"""

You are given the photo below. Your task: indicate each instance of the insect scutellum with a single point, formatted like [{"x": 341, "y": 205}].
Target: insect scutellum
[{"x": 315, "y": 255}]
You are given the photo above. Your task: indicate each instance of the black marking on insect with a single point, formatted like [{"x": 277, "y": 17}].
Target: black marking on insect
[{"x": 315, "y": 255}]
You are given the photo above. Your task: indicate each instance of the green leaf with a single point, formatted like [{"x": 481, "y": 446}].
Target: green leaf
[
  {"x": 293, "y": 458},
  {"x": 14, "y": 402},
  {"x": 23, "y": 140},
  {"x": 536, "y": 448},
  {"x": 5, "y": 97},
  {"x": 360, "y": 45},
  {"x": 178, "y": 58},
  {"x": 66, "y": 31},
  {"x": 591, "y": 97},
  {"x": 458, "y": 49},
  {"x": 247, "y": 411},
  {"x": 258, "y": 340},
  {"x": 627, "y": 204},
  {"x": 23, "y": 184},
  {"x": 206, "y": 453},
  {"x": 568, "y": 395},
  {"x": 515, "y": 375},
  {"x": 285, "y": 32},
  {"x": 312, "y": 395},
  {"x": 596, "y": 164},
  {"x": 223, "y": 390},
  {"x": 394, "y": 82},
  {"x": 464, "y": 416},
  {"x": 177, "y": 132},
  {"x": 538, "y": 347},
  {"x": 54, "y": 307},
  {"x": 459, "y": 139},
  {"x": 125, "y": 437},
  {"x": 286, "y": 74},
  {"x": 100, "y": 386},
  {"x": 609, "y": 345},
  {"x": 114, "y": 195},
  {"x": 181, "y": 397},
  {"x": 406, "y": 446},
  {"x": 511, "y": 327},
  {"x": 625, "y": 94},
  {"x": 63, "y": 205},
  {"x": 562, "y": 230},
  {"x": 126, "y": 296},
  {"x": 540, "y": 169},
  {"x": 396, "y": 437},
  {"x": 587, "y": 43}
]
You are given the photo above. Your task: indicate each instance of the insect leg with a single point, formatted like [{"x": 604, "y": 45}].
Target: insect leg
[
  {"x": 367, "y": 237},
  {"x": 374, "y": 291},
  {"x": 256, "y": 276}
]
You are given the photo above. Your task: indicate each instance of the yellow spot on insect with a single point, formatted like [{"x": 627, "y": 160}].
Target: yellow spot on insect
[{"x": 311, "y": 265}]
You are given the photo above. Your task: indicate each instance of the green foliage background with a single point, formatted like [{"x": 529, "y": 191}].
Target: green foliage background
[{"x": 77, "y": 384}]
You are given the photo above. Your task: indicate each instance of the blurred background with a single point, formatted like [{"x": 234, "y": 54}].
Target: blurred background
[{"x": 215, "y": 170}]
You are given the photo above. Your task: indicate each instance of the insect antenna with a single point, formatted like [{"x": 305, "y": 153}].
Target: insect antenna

"""

* _PROBLEM REQUIREMENTS_: Gather up every line in the data above that contains the word "antenna", copying each one.

* _ANSWER SPACE_:
You are given the photo above. Your task: indicate each instance of the insect antenna with a single point, formatted like [{"x": 305, "y": 153}].
Target: insect antenna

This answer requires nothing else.